> _Your instructions_
A faithful copy of all the records is needed, with the pictures omitted.

═══ Exercise data

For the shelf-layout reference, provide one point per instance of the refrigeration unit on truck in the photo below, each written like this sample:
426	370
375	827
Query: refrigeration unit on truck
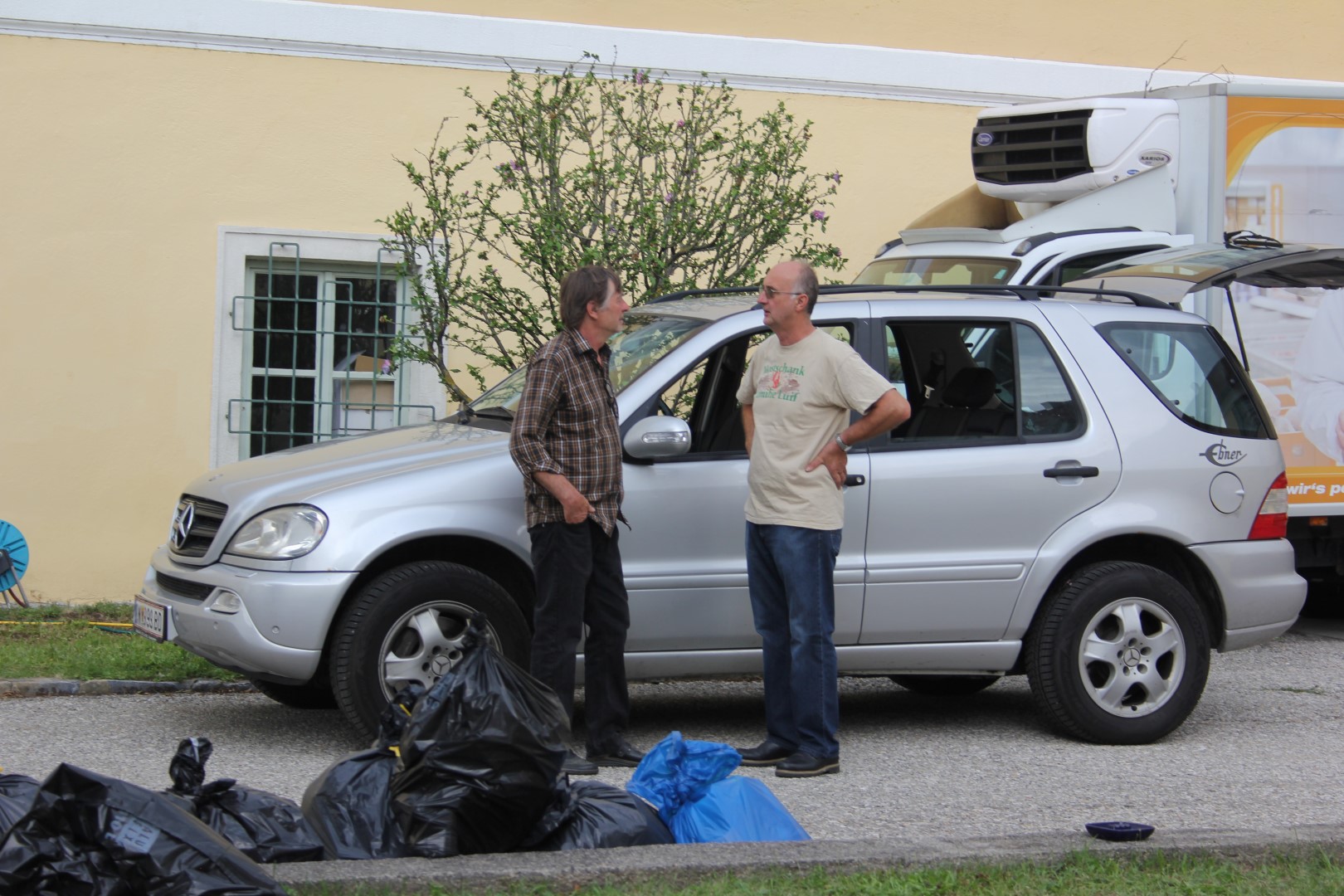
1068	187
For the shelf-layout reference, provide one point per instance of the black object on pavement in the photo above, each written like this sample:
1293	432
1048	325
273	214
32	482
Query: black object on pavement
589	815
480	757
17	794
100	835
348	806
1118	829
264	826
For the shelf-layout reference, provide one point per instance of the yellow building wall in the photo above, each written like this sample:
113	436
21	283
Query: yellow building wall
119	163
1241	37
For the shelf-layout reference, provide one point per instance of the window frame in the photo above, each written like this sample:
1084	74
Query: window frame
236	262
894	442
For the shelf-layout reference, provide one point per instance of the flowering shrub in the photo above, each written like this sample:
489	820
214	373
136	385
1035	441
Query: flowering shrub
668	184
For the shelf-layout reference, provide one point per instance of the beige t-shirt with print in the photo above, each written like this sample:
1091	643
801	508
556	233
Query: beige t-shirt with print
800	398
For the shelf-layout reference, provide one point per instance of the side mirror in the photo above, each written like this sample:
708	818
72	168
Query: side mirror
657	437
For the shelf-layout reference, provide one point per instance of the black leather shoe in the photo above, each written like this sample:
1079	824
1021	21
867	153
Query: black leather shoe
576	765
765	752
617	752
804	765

══════

> _Result of the exercise_
For the shelf-layout reference, provide one point per instance of the refrigeration unit on truck in the photo below, each written like this sample:
426	370
375	827
Query: refrigeration unit on truck
1068	187
For the shelf-layout reference, provide one point per instance of the black object on pavement in the photo above, each written like this sample:
1293	432
1048	325
273	214
32	482
Query: black object on pavement
589	815
480	757
17	794
100	835
348	806
1118	829
264	826
For the shelf-layout reference, provide one point per instance of the yellow building wall in the photo above, each written like this sample:
113	436
21	283
Query: yellow building wall
119	163
1241	37
For the shelf-layout reference, provide one point per instance of the window frame in the photo above, each written like this sample:
1084	74
Query: window frame
236	262
894	442
For the shelf-layout reference, provide one point per instance of the flowering shrub in the photo above, each written like this sample:
489	820
214	373
136	385
1035	441
Query: flowering shrub
668	184
For the shelf-layout reference, provide one point per instance of the beige t-shirt with print in the photo above, each written like this sample:
1091	643
801	508
556	233
Query: beige t-shirt with print
800	398
For the shelf-layout reference, provide one point per instance of the side mirror in the photo above, each written like this sample:
708	818
72	168
Query: side mirror
657	437
For the shelf-layout reference, provide one point per instance of the black leather shoe in the photo above, each written like this sample:
1079	824
1021	21
867	153
Query: black leather shoe
576	765
765	752
617	752
804	765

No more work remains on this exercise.